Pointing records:
· · · · ·
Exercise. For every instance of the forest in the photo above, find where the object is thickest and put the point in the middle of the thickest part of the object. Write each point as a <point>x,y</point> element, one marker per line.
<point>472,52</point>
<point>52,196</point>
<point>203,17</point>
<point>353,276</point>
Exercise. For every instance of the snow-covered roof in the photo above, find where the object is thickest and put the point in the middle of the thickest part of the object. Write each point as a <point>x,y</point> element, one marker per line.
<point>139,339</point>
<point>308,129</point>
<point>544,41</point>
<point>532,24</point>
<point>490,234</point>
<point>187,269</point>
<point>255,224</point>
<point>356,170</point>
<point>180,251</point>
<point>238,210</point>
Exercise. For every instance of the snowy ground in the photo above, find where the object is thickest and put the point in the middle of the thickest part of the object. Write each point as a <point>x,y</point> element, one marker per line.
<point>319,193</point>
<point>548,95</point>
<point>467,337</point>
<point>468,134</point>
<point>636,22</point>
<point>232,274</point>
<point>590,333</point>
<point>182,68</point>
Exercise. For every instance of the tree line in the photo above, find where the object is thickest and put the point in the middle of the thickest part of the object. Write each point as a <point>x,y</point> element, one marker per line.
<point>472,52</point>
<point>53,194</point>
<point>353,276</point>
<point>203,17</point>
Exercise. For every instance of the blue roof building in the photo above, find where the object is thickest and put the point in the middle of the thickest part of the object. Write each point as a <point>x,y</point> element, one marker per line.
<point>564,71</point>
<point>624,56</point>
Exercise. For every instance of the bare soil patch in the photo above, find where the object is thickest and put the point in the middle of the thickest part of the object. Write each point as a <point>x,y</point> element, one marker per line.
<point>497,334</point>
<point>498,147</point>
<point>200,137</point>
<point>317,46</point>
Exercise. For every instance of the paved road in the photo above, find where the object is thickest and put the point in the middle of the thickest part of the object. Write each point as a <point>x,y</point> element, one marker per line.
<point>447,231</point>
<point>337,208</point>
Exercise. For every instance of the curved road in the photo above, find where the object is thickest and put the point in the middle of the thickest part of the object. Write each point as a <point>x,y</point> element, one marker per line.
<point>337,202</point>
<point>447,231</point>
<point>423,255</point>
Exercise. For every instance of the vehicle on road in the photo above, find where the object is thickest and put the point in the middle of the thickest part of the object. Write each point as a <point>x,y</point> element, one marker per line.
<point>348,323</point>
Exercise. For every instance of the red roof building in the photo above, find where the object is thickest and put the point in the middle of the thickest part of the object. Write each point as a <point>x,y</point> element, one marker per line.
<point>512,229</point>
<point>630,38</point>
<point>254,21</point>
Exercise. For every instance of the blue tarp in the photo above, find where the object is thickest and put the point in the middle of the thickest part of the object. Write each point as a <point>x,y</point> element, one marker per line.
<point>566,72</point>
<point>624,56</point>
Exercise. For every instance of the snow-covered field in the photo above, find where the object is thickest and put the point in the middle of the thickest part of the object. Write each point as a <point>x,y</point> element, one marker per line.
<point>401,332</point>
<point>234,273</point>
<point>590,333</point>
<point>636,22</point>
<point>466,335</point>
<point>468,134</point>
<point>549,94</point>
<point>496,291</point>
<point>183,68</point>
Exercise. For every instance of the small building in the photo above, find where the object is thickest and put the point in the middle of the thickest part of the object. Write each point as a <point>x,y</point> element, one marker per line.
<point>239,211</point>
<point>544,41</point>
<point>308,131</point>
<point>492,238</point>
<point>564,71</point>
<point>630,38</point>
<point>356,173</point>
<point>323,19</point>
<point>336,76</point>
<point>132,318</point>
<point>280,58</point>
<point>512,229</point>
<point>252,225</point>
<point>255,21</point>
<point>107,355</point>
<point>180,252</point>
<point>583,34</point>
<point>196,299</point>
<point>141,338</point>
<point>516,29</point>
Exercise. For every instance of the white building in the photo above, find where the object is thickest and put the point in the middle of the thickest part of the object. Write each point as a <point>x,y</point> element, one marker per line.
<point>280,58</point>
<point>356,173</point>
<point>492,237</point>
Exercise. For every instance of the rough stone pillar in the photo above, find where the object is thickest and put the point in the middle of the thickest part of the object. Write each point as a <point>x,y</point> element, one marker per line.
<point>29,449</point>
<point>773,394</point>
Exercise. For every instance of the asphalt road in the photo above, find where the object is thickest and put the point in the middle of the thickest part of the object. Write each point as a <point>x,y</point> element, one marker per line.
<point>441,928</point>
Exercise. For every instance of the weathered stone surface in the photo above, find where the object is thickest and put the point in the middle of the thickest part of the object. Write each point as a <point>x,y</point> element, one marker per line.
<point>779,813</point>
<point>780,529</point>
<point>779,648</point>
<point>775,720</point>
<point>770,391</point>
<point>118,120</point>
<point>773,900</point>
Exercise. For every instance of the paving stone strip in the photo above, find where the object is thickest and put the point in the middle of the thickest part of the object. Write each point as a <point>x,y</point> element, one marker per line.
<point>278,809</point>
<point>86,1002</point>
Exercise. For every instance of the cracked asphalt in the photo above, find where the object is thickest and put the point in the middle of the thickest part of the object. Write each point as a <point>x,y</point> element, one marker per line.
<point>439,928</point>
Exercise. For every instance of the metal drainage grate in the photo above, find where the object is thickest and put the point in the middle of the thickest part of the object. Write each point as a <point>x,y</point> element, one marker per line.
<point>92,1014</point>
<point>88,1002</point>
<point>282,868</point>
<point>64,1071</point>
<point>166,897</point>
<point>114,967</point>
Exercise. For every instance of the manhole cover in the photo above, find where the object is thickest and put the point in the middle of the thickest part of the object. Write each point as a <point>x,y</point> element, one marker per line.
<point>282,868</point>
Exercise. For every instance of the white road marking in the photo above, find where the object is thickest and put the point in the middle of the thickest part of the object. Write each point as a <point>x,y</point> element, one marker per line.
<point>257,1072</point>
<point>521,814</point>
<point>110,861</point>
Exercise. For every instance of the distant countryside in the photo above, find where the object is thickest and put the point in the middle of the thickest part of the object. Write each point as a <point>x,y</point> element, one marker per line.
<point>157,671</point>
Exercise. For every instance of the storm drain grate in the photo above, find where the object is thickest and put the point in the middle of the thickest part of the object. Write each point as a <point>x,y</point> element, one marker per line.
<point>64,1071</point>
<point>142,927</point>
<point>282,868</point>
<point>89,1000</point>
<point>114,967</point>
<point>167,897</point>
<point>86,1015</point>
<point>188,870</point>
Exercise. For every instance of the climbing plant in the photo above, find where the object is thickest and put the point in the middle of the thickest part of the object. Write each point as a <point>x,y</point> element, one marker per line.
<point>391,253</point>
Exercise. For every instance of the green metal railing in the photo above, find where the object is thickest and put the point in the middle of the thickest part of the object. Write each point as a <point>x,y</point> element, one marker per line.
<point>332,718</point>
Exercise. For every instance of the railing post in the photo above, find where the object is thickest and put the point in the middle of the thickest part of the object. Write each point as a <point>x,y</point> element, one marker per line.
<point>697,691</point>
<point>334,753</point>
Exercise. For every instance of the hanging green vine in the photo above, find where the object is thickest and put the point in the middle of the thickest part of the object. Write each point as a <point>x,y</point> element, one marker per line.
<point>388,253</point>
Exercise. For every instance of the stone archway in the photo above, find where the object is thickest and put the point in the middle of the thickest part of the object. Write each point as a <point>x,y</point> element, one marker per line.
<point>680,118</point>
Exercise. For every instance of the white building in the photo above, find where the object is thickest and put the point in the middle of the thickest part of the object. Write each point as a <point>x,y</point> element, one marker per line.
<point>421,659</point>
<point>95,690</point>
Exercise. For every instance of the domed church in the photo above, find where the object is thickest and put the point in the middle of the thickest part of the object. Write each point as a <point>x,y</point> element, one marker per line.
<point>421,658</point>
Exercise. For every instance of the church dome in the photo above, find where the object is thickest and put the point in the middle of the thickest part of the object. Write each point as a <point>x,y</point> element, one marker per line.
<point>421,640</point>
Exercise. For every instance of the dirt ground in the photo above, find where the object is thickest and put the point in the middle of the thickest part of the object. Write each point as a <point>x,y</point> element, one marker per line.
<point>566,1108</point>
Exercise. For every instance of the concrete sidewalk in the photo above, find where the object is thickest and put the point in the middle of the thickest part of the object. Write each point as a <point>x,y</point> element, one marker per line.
· · · · ·
The problem
In the lines from the one containing "Exercise. For every instance of the blue tarp" through the one containing "<point>183,68</point>", inclusive, update "snow-covered field" to "snowfield" and write those lines out again with nothing else changed.

The response
Exercise. For every instance of the blue tarp in the photo above, find where the object is thickest and put the point in the middle of the thickest part of the object. Write each point as a <point>x,y</point> element, one marker per line.
<point>566,72</point>
<point>624,56</point>
Exercise. For every instance of the snowfield in the photo above, find where the object is thickest and put the point in the middle of the thickest part of the object. Write each point as a <point>x,y</point> element, one marker per line.
<point>401,332</point>
<point>234,273</point>
<point>590,333</point>
<point>636,22</point>
<point>466,335</point>
<point>468,134</point>
<point>549,94</point>
<point>496,291</point>
<point>183,68</point>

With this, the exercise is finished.